> **Work order**:
Copy down every line of the data that follows exactly. Omit the pictures.

> **Exercise material**:
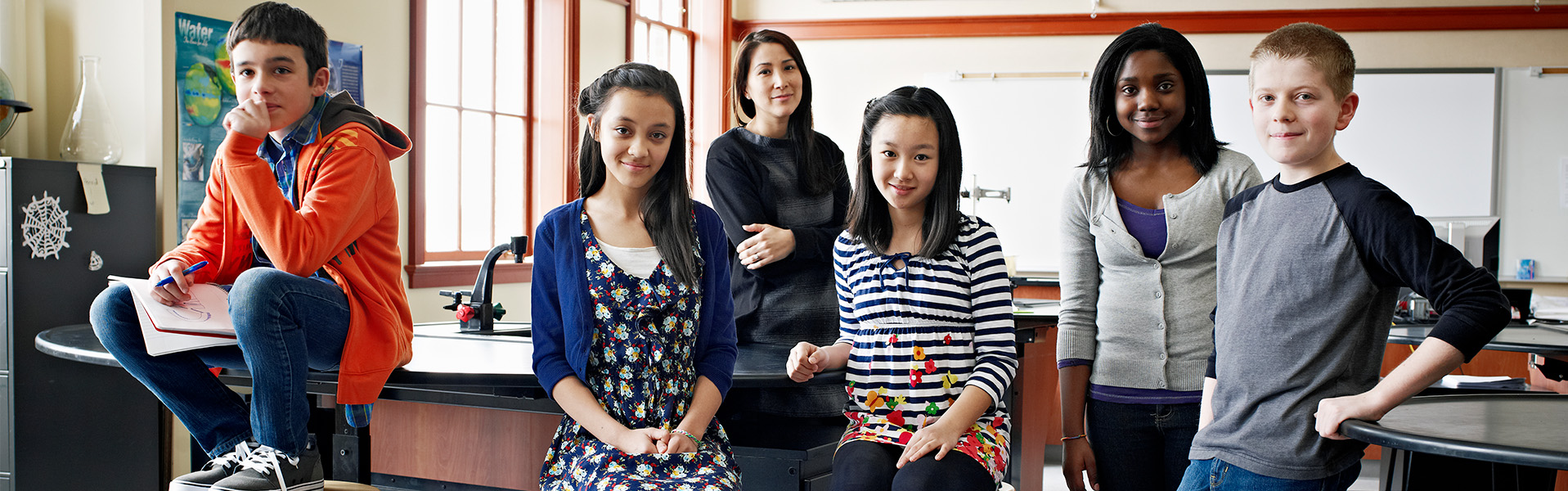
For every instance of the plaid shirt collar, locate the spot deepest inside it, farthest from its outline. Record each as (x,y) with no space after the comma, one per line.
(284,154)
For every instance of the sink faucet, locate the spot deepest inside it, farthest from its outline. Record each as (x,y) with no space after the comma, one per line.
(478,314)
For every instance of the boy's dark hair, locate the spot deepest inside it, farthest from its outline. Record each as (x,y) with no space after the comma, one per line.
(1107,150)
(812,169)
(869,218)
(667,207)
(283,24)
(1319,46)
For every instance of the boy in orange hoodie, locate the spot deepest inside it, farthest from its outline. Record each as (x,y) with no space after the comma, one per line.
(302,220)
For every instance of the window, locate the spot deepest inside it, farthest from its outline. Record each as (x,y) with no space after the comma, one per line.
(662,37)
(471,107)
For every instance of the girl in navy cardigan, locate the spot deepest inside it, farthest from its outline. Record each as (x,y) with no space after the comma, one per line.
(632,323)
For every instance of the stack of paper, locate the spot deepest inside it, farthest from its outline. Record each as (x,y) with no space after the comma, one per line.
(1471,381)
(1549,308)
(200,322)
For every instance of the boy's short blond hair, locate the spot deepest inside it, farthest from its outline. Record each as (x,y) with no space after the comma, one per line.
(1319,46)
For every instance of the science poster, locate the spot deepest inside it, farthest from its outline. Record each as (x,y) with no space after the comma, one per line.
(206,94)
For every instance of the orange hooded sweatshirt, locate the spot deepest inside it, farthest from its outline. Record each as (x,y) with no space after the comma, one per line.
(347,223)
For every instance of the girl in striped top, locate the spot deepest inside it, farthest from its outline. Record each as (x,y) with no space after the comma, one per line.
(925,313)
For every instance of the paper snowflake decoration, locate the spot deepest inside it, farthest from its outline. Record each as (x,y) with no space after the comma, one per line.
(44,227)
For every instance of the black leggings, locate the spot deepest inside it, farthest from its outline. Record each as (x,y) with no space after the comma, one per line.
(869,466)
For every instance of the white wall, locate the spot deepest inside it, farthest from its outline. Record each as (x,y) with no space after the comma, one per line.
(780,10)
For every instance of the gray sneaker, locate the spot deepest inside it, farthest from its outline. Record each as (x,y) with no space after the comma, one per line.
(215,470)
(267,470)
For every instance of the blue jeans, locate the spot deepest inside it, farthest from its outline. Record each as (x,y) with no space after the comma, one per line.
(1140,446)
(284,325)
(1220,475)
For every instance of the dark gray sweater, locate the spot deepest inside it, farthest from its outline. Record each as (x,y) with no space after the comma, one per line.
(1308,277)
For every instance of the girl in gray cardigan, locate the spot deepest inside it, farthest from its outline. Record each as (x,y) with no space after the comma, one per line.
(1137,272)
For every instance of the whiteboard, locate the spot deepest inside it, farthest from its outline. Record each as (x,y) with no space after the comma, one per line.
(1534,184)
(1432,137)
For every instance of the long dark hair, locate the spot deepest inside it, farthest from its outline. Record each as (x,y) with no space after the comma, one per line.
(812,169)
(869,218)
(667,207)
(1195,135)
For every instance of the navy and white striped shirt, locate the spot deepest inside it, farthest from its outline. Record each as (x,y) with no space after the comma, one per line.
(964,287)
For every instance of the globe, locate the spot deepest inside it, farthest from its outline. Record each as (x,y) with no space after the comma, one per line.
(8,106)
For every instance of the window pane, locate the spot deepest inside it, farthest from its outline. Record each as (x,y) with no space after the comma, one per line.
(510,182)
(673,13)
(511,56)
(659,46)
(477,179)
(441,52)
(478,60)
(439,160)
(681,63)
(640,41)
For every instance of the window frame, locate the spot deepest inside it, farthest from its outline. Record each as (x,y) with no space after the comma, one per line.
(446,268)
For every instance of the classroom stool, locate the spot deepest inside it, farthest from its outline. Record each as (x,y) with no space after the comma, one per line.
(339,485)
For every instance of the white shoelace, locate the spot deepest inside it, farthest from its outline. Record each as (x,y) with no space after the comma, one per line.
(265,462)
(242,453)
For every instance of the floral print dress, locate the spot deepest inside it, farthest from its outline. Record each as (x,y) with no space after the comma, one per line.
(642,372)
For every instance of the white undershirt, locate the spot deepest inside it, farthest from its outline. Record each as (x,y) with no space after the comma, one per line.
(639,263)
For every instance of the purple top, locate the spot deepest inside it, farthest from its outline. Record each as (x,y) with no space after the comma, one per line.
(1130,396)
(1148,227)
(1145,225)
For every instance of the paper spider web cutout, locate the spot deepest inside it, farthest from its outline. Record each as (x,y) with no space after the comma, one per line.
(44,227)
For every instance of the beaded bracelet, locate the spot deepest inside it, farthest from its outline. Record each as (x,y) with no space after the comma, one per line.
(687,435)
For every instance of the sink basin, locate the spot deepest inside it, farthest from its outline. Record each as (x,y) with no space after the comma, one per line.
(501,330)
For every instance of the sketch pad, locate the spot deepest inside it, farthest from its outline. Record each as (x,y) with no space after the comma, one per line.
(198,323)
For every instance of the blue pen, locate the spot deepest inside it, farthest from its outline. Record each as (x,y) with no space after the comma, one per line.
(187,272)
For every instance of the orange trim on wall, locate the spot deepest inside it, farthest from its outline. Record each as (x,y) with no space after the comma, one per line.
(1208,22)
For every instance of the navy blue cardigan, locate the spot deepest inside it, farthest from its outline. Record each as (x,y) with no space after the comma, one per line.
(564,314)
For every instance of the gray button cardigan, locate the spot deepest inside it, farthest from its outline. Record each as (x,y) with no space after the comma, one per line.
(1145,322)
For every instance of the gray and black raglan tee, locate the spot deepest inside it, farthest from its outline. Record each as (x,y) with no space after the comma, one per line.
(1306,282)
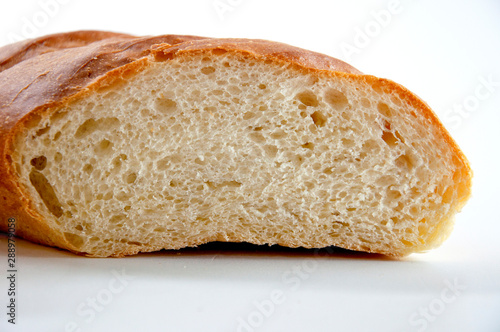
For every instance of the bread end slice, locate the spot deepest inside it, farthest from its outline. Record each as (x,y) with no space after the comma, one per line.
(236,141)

> **Completed exercise**:
For every instance of the plaid shirt collar, locate the spot deepest inside it, farthest from its outline. Record each as (x,y) with no space after the comma, one per line.
(284,154)
For every instance of the sink faucet, locate the spot deepest inside it, farthest from its outline. Record each as (x,y) with no space after the comma, one per line.
(478,314)
For every instance of the boy's dark hair, locate the spot deepest inside it, farthest from its outline. Record each as (x,y) with no space after the comma, one per line.
(1107,150)
(812,169)
(869,218)
(667,207)
(283,24)
(1319,46)
For every instance of the boy in orange hoodie, locate the spot deepest inside it, farthest from its outline. Record each as (x,y) with no space after the comma, one per line.
(302,220)
For every instance of the window, locate the spot deepest inside it, farthest from its outline. Record each as (x,y) with no space after the comma, one per line.
(662,37)
(471,107)
For every instance of the girl in navy cardigan, locate the spot deepest inside it, farthest from its outline. Record each as (x,y) with no space after the comma, one per line.
(632,323)
For every instance of the stack of paper, locate the spot deepest inside it, farthest from its outline. Record each as (x,y) with no space after the comma, one per line.
(1471,381)
(1549,308)
(200,322)
For every instance of the boy's short blond hair, locate the spot deepest inside it, farthest from its outline. Record each as (x,y) with no space after the comma, one per line.
(1319,46)
For every instance of the science poster, locate the spot deepest inside it, farthest from its outline. Record each as (x,y) with no space after the comma, one per line.
(206,94)
For every instance of the orange hooded sweatshirt, locate the spot deepest inside it, farthest from its outline. Record each as (x,y) with no space after the comma, one per line.
(347,223)
For every instance of the girl in striped top, locate the spot deepest inside it, farthest from its outline. Record each as (x,y) with no space after the comma, one per line.
(925,313)
For every instance of the paper snowflake decoration, locate the spot deepest inside it, farthest from its outline. Record each as (x,y) with no space after the comma, one per line.
(44,227)
For every instance of the black leggings, locate the spot deepest inside it, farthest from its outline. Record each as (x,y) with no space after the comma, one per line.
(869,466)
For every instance of the white wall, locate the spot deepest inside it, farthest from its outline. Record each as (x,y) with no space after the comma, one per line.
(780,10)
For every instance of the gray sneaker, locate the spot deepest inside it, farthest from its outline. Record each as (x,y) with no space after the comma, one per line.
(215,470)
(267,470)
For every instance of the blue jeans, locate the spot deepest inside it, farthest from its outline. Record each as (x,y) with no space after the comma, one per line.
(1140,446)
(284,325)
(1220,475)
For every instance of the dark gray sweater, locate the spot deepest inside it, farthest from its outline. Record each as (x,y) with no space after the comma, one per line.
(1308,277)
For every instance of the girl in gray cardigan, locate the spot deepest inside it, farthest from its outline. Record each as (x,y) with no space after the comma, one per line.
(1137,272)
For every instance of the whiteboard, locate the spot deepest inside it, farthest from its outline. Record each as (x,y) with no space after the comma, one per line.
(1534,184)
(1432,137)
For every instance of the long dark hair, locate the spot deepest inside it, farthest from its outline. Record each as (x,y) with no space after the comma, one per line.
(812,169)
(869,218)
(667,207)
(1195,135)
For every instance of the navy and white striped shirt, locate the spot deepest inside it, farthest from its outline. Record each as (x,y) with no space after the comma, one per line.
(964,287)
For every instance of the globe, locate the spot deepest inside it, farthest from its outline. Record each as (x,y) with no space after the comma, one per line.
(8,106)
For every instance of the window pane, locate the spot deepest inside it, farthest from its outline. Record each as (x,y) with no space after the comma, one per line.
(510,182)
(673,13)
(511,56)
(659,46)
(477,179)
(441,52)
(478,60)
(439,160)
(681,63)
(640,41)
For every instance of the window frame, locate the spot deepest inside it, farthest from its outline. Record each as (x,y) with no space after the comma, one per line.
(446,268)
For every instance of the classroom stool, locate the spot deepest inside it, farthest from its outline. Record each as (x,y) with no space after the comma, one per line.
(339,485)
For every instance of the white shoelace, locate the spot deepest inside it, farthest from its outline. Record each as (x,y) with no space after the comma, one per line.
(265,462)
(242,453)
For every instance of the floral print dress, locate the spot deepest inside it, farthest from its outline. Record each as (x,y) with no space after the comma, one per line.
(642,372)
For every instance of the white undershirt, locate the spot deepest inside it, farthest from its outline. Record each as (x,y) with no space after the comma, one per line.
(639,263)
For every instance of the purple top, locate the spot deepest inside it, farthest from its outline. Record each as (x,y) with no space after the comma, one per line.
(1130,396)
(1148,227)
(1145,225)
For every instance of the paper spider web cutout, locate the spot deepest inside it, farthest from its outline. Record each as (x,y) with no space after the comma, one per line.
(44,227)
For every instance of the beaded bracelet, locate the spot deepest inside it, farthest from its outline. Record each as (x,y) with no space after the comma, one per line.
(687,435)
For every instance of the sink basin, locate the spot deepest inside it, farthest from its outline. Record each as (x,y) with no space after the comma, one per line.
(501,330)
For every instance of the sketch pad, locate the spot deepest inside it, farthest from its outline. Record each as (x,y) with no space after the comma, one per line.
(198,323)
For every instance of the blue pen, locate the spot deepest inside it, farthest from its outline. Record each as (x,y) with no space after the comma, one per line.
(187,272)
For every instance of the orange trim on wall, locate the spot deepest inside it, farthest from its outline. Record each as (x,y) with no space after the comma, one per line.
(1208,22)
For every instance of the navy blue cardigan, locate the spot deepest inside it, farthest from its outline. Record each as (x,y) with no space after the comma, one per line.
(564,314)
For every instance of the gray button cardigan, locate the spot deepest inside it, farthest from its outline. Record each as (x,y) with no space after the comma, one per line.
(1145,322)
For every instance of the gray and black raglan tee, locate the spot deepest inside it, farthest from its outline. Record each as (x,y) with no space after the comma, one per line.
(1306,282)
For every instance of the bread end slice, locate the spot deepest inside it, farthest from its outline. Record each as (x,y) with no space after the comma, one per line.
(236,141)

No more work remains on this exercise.